=== Entries shown ===

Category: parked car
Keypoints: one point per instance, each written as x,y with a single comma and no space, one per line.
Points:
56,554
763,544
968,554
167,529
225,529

===

**What you should do**.
Go through the data above and transcribe every entry exactly.

**Output of the task**.
Category: parked car
Keypoints: one point per instance, each written as x,y with a single comma and no space, one per line.
Points:
56,554
763,544
968,554
167,529
225,529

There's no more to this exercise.